=== Task input ===

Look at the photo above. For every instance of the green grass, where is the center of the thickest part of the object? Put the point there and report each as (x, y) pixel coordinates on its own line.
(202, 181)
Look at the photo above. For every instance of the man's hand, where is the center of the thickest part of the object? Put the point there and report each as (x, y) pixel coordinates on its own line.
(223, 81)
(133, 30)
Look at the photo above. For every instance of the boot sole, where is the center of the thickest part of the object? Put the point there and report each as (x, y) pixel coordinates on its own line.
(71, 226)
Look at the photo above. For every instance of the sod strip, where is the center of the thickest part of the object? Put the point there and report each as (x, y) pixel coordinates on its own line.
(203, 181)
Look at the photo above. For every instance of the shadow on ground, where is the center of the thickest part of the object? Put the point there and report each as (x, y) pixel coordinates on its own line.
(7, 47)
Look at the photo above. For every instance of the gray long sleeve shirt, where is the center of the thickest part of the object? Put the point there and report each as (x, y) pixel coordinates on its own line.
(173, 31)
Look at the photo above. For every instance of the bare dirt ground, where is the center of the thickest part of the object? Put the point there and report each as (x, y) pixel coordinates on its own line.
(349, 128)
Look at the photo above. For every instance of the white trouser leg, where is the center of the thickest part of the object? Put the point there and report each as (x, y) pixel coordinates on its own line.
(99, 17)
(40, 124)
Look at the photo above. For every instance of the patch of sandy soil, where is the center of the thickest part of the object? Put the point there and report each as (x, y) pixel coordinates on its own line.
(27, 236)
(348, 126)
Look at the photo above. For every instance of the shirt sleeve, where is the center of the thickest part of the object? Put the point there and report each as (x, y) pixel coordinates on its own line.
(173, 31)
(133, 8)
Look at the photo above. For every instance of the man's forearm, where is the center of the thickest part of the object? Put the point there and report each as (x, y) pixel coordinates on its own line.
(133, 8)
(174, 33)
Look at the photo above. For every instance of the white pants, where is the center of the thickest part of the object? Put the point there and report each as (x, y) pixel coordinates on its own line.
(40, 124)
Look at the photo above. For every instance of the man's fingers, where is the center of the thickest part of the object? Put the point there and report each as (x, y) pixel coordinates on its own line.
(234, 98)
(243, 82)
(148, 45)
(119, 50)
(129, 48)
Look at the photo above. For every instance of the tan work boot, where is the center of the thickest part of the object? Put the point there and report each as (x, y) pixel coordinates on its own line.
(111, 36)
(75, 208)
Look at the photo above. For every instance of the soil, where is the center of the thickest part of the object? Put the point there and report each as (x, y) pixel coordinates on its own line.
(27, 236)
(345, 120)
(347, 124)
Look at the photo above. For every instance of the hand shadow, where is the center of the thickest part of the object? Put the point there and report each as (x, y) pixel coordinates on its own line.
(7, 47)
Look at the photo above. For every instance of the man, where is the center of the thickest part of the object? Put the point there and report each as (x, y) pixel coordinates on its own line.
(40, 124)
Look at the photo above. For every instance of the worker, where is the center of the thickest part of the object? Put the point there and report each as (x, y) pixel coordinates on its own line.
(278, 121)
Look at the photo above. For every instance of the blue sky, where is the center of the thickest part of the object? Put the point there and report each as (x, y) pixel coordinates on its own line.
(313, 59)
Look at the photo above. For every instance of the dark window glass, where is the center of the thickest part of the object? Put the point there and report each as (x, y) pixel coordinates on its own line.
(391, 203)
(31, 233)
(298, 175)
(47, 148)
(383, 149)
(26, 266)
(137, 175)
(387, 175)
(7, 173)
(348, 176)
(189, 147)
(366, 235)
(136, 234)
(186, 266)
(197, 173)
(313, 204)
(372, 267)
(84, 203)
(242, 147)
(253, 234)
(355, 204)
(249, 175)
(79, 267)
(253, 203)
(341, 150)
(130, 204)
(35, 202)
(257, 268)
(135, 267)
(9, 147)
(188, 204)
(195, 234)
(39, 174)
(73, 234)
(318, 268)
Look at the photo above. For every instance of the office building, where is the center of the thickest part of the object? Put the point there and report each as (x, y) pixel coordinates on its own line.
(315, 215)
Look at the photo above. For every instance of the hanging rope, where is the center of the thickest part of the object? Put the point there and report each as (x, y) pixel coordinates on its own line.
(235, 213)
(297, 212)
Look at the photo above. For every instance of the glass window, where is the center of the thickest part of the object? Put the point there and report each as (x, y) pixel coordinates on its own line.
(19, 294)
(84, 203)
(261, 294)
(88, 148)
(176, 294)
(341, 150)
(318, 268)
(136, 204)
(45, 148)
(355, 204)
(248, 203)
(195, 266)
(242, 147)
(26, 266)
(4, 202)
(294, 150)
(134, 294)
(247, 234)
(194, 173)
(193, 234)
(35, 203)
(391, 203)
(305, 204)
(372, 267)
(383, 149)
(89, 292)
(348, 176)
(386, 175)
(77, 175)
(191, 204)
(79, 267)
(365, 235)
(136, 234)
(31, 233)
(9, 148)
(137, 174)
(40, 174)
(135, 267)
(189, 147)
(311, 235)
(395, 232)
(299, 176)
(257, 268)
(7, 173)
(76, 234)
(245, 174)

===

Each record above must be output without any alteration.

- Output of the exercise
Look at the photo above. For every instance of the green grass, where is the center of the thickest part of the object? Put the point there and report each as (x, y) pixel coordinates on its own line.
(202, 181)
Look at the photo above. For every instance of the man's hand, where is the center of the thickest part of the object? Put the point there and report each as (x, y) pixel coordinates on its own line.
(223, 81)
(133, 30)
Look at the photo above. For every instance of the boot sole, where is the center of the thickest part of the object? Put the point there and report each as (x, y) pixel coordinates on its own line.
(71, 226)
Look at the photo above. For every instance of the sod strip, where is the center of the thickest part of the object? Put the point there and report each as (x, y) pixel coordinates on its own line.
(203, 181)
Look at the photo above. For every instance of the shadow on ground, where is the center of the thickest part of the object? Put the point there and report each as (x, y) pixel coordinates on its own line.
(7, 47)
Look at the photo above. For every instance of the gray long sleeve shirt, where is the center of the thickest part of the object? Put the point there and report each as (x, y) pixel coordinates on its own line.
(173, 31)
Look at the photo above. For every instance of the bare dirt ground, where is the center of the thickest part of the object? Put the point there and report each as (x, y) pixel coordinates on its own line.
(349, 128)
Look at the photo above. For every instance of the white trouser leg, where is the center of the thickest part of the object? Put the point there and report each as (x, y) pixel coordinates on its own line.
(99, 17)
(40, 124)
Look at the photo above. For every instance of the patch of sandy soil, where is the center of the thickest part of the object? Put the point there and report each as (x, y) pixel coordinates on its own line.
(27, 236)
(348, 126)
Look at the photo above. For every instance of the shirt sleeve, where is the center of the thickest part of the object? Put the point there and report each as (x, y) pixel coordinates on its own line.
(173, 31)
(133, 8)
Look at the photo above. For every instance of the man's forearm, where is the center of the thickest part of the object? Put the point there and report each as (x, y) pixel coordinates on its own line.
(133, 8)
(174, 33)
Look at the photo above. For every instance of the white pants, where is the center of the thickest part of the object? Put the point there and report each as (x, y) pixel coordinates on its own line.
(40, 124)
Look at the photo above. For every instance of the man's fingers, where is the center of the thickest part of the object? Put the point there and report each as (x, y) pixel coordinates on its own line.
(234, 98)
(243, 82)
(148, 45)
(119, 50)
(129, 48)
Look at the photo above. For every instance of the tan work boot, where is the center of the thickest part of the object? Put the point there and report each as (x, y) pixel coordinates on its own line.
(111, 36)
(75, 208)
Look at the photo above. For every instance of the soil, where is the center of the thickest part of the object? Put the point there and report each as (x, y) pixel coordinates on its own line.
(27, 236)
(345, 120)
(347, 124)
Look at the photo above. For every instance of the hand shadow, where is the center of the thickest part of the object? Put the point there and report each as (x, y) pixel coordinates on its own line.
(7, 47)
Look at the photo above. For every instance of the man, where is the center of the thickest part of the object? Put the point there and report each as (x, y) pixel coordinates on its own line.
(40, 124)
Look at the photo above. For every instance of the worker, where is the center of the thickest part of the object? Put the point there and report each as (x, y) pixel coordinates on its own line.
(278, 121)
Look at the photo above. For every instance of the blue sky, where is the center of the thickest part of the object? Put the point there and report each as (x, y) pixel coordinates on its own line.
(313, 59)
Look at the photo above. For every instance of the dark window glass, where is the center of the thickest part of the object? Put the point there and report each as (x, y) pixel coordinates on its own line.
(391, 203)
(31, 233)
(298, 175)
(47, 148)
(383, 149)
(26, 266)
(137, 175)
(387, 175)
(7, 173)
(348, 176)
(189, 147)
(366, 235)
(136, 234)
(186, 266)
(197, 173)
(313, 204)
(372, 267)
(84, 203)
(242, 147)
(253, 234)
(355, 204)
(249, 175)
(79, 267)
(253, 203)
(341, 150)
(130, 204)
(35, 202)
(257, 268)
(135, 267)
(9, 147)
(188, 204)
(195, 234)
(39, 174)
(73, 234)
(318, 268)
Look at the photo above. For every instance of the office building, where is the center of the thickest part of the object? Put the point there and report each as (x, y) pixel coordinates on its own line.
(315, 215)
Look at the photo above. For every instance of the hanging rope, where is the center of the thickest part of the object? Put the point there and report each as (x, y) pixel coordinates on its own line.
(235, 213)
(297, 212)
Look at the photo above. For every instance of the glass window, where is the center of the thickest part of the object? Put the point there and report each as (x, y) pixel coordinates on its own line.
(19, 294)
(84, 203)
(261, 294)
(88, 148)
(176, 294)
(341, 150)
(318, 268)
(136, 204)
(45, 148)
(355, 204)
(248, 203)
(195, 266)
(242, 147)
(26, 266)
(4, 202)
(294, 150)
(134, 294)
(247, 234)
(194, 173)
(193, 234)
(35, 203)
(391, 203)
(305, 204)
(372, 267)
(383, 149)
(89, 292)
(348, 176)
(386, 175)
(77, 175)
(191, 204)
(79, 267)
(365, 235)
(136, 234)
(31, 233)
(9, 148)
(137, 174)
(40, 174)
(135, 267)
(189, 147)
(311, 235)
(395, 232)
(299, 176)
(257, 268)
(7, 173)
(76, 234)
(245, 174)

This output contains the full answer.